— BEGIN EXCERPT PROVIDED —

If you look at the typical arguments against piracy, one of the old saws usually trotted out is "people will steal stuff if given the opportunity." I've never believed that to be true. After all, there's still a tip jar in every coffee shop in America and that money is there for the goddamn taking. I think piracy is more about fairness: when a faceless organization wants to get between you and the music you want and charge you seventeen dollars for it, your natural reaction is "fuck you buddy" and before too long, you're up on TPB.

Thing is, if I wanted music on Ghostly I could just go look them up on Demonoid or What. Hey, maybe I'll do that. And look at that - Demonoid gives me 148 maybe-related bands but not really, What gives me like 16 hits on FLAC. If I wanted to steal Ghostly music, I could have it at better quality than they're offering. After all, I've never heard of Ghostly (my musical experimentation pretty much stopped at The Fahrenheit Project) and I've got bandwidth.

But I'm still keenly interested in this.

So I downloaded their app, got annoyed that it didn't stream to my Airplay receiver, grabbed their URL, threw it at the Mac Mini, and now I'm listening to Moodgadget's playlist and enjoying it. I might damn well buy that $15 a month subscription for at least a few months.

Not because I have no other recourse, but because I want to be a part of something cool.

"I'm a fan."

Here's the thing. I was on eMusic for, oh, four years. One of their first buyers. Had the grandfathered plan. Got my 90 downloads a month and often had to go hunt for stuff (one reason why I have something like 30 hours of ambient recordings). Their MP3s were never good - 128kbps VBR, as I recall - and I caught them ripping them audio-audio several times (ever heard an MP3 "skip"? You know someone fucked up). But I was willing to put up with that.

— END EXCERPT PROVIDED —

- **TASKS FOR THIS EXERCISE**
A. In the post about piracy, why does the writer reject the claim that "people will steal stuff if given the opportunity"? Answer in one to three sentences.
B. Carry on the post about piracy and music subscriptions, starting after its final sentence.

— BEGIN ENTRIES —

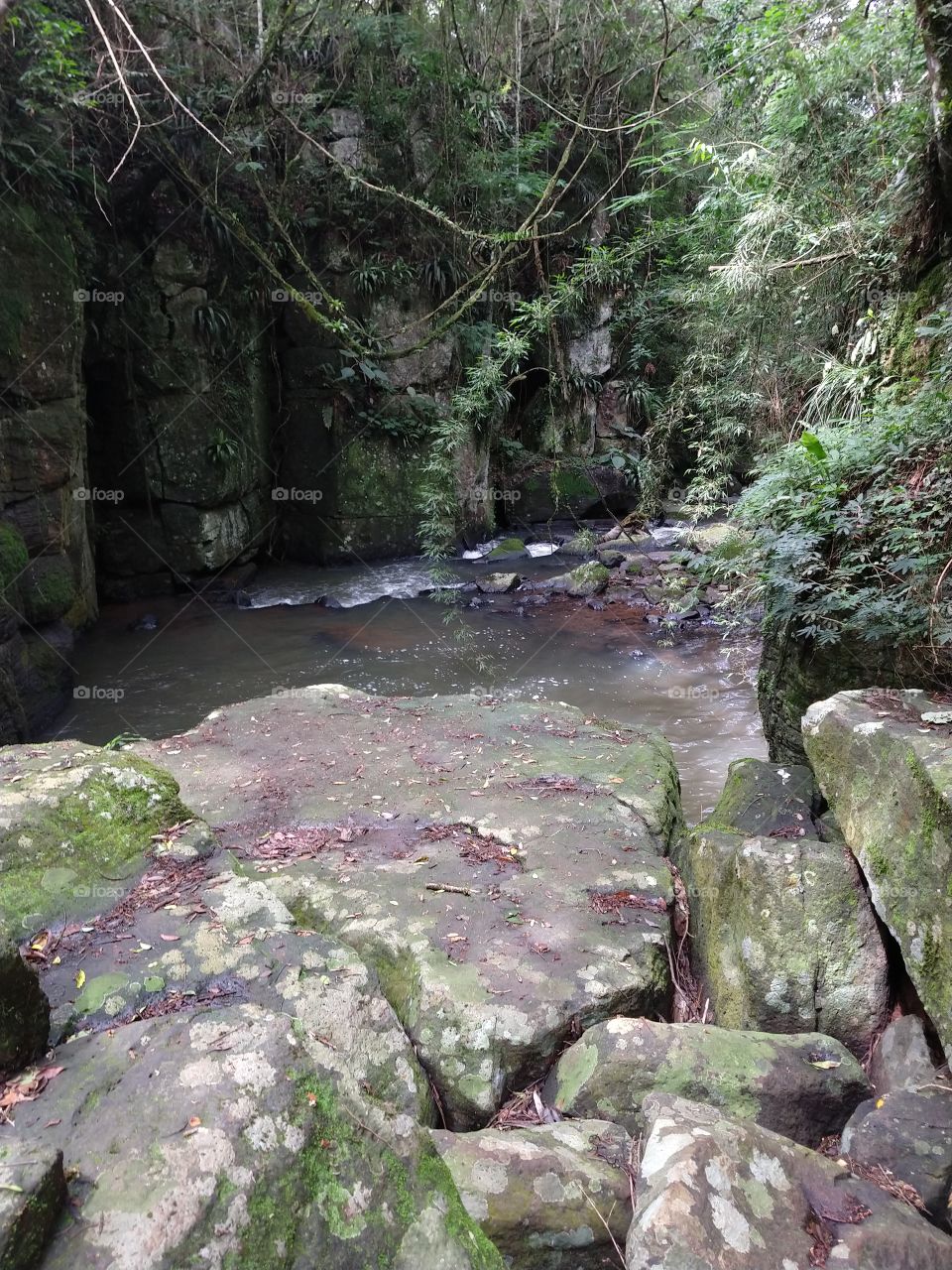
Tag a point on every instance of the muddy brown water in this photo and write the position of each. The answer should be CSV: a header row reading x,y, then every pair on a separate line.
x,y
698,690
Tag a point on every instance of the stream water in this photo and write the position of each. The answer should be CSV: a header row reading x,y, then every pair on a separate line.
x,y
388,638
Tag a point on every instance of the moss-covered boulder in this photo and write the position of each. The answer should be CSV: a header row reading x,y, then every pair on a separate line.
x,y
498,583
783,935
32,1201
887,769
801,1086
48,588
767,798
537,1192
243,1155
499,864
584,580
722,1193
909,1134
509,549
24,1010
73,820
902,1060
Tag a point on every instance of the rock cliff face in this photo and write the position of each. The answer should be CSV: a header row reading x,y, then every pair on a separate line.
x,y
46,562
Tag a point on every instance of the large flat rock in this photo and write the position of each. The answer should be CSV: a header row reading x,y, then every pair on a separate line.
x,y
801,1086
239,1093
885,765
499,864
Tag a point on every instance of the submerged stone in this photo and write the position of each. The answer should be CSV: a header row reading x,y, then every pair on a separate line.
x,y
801,1086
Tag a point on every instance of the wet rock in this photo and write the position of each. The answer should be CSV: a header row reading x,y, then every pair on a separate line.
x,y
509,549
75,818
32,1198
587,579
783,935
888,776
803,1086
910,1135
148,622
544,832
720,1193
537,1192
243,1153
581,544
24,1010
767,798
498,583
610,558
901,1061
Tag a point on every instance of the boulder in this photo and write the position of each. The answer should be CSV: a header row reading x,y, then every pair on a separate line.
x,y
73,820
802,1086
24,1010
542,1193
901,1061
509,549
767,798
244,1153
887,770
715,1192
32,1199
498,583
783,935
909,1134
499,865
585,580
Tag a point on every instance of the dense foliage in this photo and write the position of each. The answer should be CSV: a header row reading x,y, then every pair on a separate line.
x,y
752,191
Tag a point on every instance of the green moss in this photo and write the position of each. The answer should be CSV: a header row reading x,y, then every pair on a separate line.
x,y
13,556
68,842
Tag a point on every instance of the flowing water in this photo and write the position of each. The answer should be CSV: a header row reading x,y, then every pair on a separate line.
x,y
391,639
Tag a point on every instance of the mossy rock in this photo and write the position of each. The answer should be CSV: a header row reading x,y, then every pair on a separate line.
x,y
783,935
888,775
803,1086
507,549
70,817
48,588
767,798
24,1010
717,1192
535,1191
244,1153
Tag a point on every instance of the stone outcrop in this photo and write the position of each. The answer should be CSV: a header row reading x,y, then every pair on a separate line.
x,y
48,589
887,770
499,865
715,1192
801,1086
783,935
552,1197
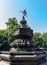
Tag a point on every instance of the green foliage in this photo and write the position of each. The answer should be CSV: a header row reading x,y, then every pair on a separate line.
x,y
40,40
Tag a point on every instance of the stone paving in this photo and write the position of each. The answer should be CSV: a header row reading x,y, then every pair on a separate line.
x,y
7,63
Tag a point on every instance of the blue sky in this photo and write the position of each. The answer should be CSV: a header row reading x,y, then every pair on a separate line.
x,y
36,16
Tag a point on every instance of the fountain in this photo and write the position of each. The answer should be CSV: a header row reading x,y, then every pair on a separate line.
x,y
22,50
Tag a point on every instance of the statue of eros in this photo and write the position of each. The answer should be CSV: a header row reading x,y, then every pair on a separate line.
x,y
24,12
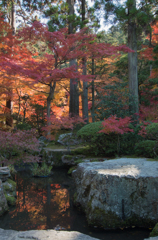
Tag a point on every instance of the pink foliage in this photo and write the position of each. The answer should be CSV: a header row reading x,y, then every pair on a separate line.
x,y
56,123
18,146
116,125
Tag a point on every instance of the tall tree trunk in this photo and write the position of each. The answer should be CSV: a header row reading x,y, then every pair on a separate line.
x,y
132,65
85,84
9,103
50,97
93,118
74,94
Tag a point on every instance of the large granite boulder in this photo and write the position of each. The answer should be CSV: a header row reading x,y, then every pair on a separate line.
x,y
43,235
3,201
118,193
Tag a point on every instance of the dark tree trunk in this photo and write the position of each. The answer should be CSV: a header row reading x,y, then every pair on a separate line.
x,y
132,65
9,104
74,94
85,84
93,118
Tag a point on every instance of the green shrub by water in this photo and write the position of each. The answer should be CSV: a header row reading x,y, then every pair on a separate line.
x,y
107,144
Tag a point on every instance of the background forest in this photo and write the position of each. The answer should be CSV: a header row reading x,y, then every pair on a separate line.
x,y
68,73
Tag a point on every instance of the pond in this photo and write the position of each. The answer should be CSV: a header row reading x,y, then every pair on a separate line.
x,y
46,203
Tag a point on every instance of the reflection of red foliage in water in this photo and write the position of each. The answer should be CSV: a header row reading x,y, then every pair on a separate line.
x,y
41,207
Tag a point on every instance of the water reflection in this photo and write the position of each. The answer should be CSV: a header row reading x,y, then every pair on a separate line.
x,y
46,203
41,204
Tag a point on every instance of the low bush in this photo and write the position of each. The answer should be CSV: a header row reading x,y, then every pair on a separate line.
x,y
107,144
146,148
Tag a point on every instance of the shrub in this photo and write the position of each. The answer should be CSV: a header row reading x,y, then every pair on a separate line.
x,y
152,131
100,143
146,148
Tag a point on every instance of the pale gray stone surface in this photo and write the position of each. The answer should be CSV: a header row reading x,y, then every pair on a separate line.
x,y
118,192
43,235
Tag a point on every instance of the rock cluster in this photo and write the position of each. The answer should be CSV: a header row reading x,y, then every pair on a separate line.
x,y
43,235
118,193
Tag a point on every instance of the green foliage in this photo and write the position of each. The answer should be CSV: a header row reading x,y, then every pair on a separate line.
x,y
100,143
44,170
146,148
113,100
107,144
152,131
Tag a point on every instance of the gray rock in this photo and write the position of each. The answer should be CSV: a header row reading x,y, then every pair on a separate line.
x,y
43,235
70,160
120,192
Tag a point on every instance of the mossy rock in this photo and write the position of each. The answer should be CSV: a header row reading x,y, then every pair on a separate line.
x,y
154,232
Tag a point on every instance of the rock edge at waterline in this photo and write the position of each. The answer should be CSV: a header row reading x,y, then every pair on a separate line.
x,y
118,193
43,235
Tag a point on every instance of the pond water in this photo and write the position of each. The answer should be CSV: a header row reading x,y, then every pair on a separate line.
x,y
46,203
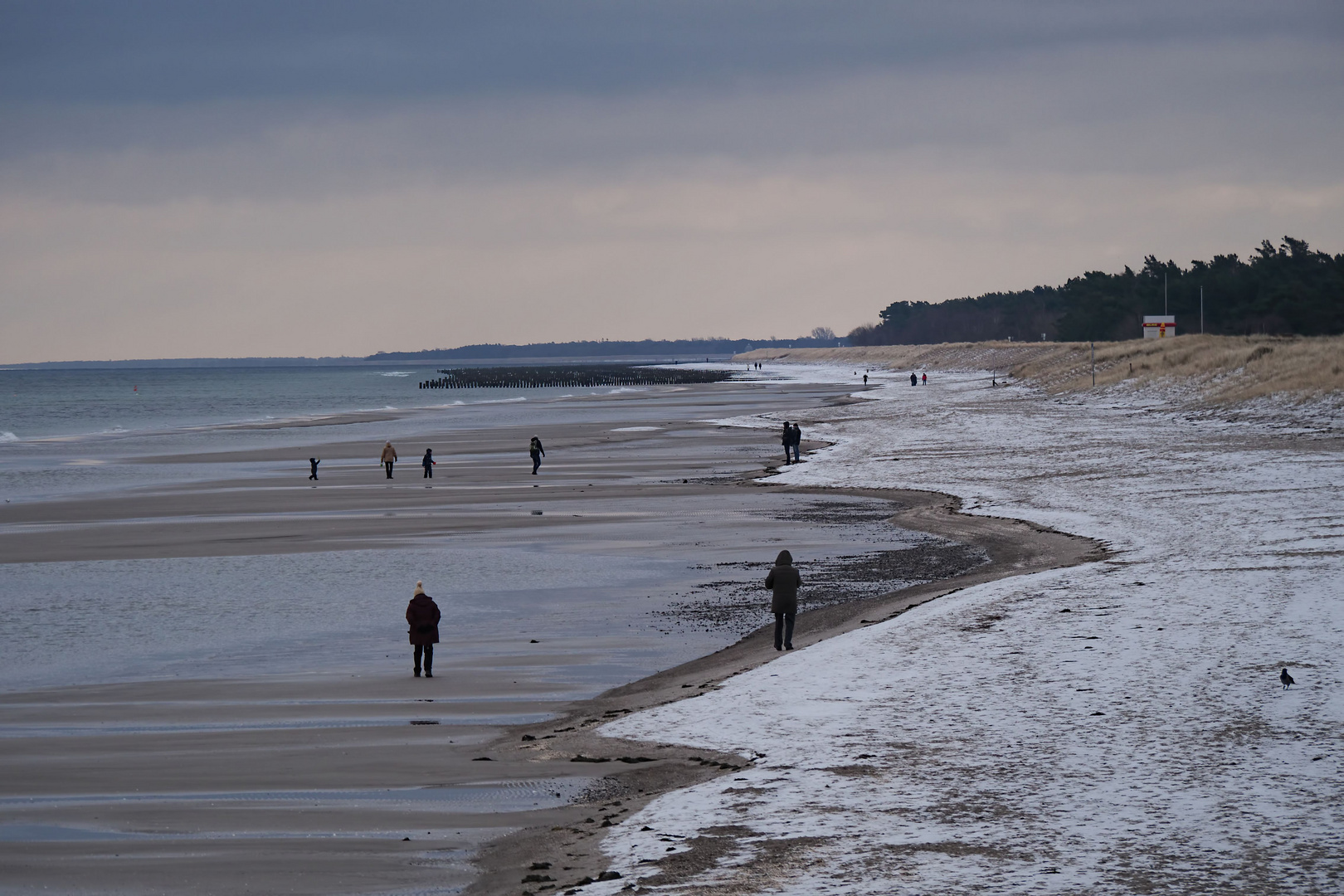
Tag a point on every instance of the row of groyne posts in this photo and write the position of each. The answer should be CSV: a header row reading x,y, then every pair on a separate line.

— END ENTRIES —

- **EXERCISE RESPONSES**
A. The writer points to the tip jar that still sits in every coffee shop in America, even though anyone could take that money. Since people leave it alone, the writer concludes that the opportunity to steal does not by itself lead people to steal.

B.
Until they knocked me off my grandfathered plan from 90 tracks a month to 50 tracks a month. Not because they were having a hard time making ends meet... but because they just struck a deal with SONY and SONY wanted more money.

http://frankhecker.com/2009/06/02/new-emusic-us-pricing/

Fuck you, eMusic.

"I'm no longer a fan."

So my eMusic subscription money has been split between SomaFM and the ACLU since 2009. I've had some lean times but turning off that tap just didn't seem right. I want to have my finger in the "digital" pie because yeah - I'll torrent a new album. Generally the stuff I want to listen to is either available for 15 euros with 9 euros shipping or it's available in 20 minutes off What.cd for free. The cost of legitimacy is just ridiculously too high when the cost of illegitimacy is nothing. Yet here's a label I've never heard of before and I'm all about investigating whether I want to sign up for a monthly draw from my account.

Why don't more businesses get this? All you have to do is make me want to do business with you. The more repugnant you make the process, the less likely I am to play by your rules.